Record set
* * *

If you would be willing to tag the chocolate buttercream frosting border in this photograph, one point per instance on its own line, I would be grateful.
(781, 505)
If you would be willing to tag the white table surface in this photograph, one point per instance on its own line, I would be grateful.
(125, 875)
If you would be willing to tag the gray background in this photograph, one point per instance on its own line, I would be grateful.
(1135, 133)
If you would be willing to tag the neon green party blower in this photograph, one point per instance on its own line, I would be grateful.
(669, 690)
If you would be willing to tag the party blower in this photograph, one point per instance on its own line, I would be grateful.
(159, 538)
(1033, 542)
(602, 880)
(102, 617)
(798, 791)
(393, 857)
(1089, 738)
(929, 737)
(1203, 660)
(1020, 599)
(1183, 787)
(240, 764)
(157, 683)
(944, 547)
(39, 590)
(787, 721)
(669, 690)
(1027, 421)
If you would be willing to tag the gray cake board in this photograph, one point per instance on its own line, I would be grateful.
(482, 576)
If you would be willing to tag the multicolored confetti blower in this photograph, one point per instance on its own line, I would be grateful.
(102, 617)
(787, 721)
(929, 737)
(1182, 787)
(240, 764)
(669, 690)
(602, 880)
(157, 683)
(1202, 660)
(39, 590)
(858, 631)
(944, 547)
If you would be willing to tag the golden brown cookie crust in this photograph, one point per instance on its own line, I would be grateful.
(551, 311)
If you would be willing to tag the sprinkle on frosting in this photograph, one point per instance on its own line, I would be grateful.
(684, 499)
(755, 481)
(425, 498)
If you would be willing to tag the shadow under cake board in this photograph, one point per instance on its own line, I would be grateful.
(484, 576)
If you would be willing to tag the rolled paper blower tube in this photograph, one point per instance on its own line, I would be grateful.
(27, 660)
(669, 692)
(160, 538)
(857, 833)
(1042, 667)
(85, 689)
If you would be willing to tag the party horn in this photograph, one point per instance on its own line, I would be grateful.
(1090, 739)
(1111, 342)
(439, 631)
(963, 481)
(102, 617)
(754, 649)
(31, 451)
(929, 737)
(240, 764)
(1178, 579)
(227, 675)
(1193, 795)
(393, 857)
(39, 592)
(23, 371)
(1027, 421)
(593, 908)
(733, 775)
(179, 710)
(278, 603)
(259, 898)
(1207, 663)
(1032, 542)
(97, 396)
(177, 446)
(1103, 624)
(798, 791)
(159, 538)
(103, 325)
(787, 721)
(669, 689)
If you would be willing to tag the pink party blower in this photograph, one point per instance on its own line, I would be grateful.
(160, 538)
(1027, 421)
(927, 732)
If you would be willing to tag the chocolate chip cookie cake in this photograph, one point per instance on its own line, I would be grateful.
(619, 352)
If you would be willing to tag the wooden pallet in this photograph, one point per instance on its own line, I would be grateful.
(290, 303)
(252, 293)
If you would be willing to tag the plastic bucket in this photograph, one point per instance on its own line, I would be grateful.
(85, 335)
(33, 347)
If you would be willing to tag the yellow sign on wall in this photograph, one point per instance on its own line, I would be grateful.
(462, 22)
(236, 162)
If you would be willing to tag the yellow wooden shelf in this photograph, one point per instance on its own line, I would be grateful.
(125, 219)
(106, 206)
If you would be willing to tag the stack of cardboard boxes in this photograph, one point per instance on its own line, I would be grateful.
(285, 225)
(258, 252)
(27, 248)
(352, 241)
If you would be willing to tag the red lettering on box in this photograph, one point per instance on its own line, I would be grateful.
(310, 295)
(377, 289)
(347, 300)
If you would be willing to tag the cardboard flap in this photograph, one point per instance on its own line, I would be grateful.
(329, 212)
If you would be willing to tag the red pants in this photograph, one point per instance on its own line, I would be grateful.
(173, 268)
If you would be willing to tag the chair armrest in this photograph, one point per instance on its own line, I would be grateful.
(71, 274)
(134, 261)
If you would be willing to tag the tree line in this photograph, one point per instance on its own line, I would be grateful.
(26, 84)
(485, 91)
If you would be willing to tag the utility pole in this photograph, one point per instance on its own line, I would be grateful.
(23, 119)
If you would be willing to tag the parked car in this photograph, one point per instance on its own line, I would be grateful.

* * *

Work to be completed
Beginning with the line that has "If you would be willing to tag the cardboard", set down every line of the entries above through the final one, unchanged.

Response area
If you would be willing to tag the cardboard flap in this photograph, one point per instance on its own line, I would be grateful.
(329, 212)
If you would be willing to tag the red pants in this photograph, one point per instance on its own line, I would be grateful.
(173, 268)
If you would be willing to tag the chair armrest in this photograph, one point per instance on its own line, I would be grateful.
(71, 274)
(134, 261)
If you would be willing to tag the tree line in this photograph, one point per instance on its own line, I would be grateful.
(26, 84)
(485, 91)
If you would be willing to tag the utility pole in this photograph, one point per instance on its own line, I would be grateful.
(23, 119)
If you would be willing to tag the parked car in this photograph, one point per instance on its own line, I would be grateful.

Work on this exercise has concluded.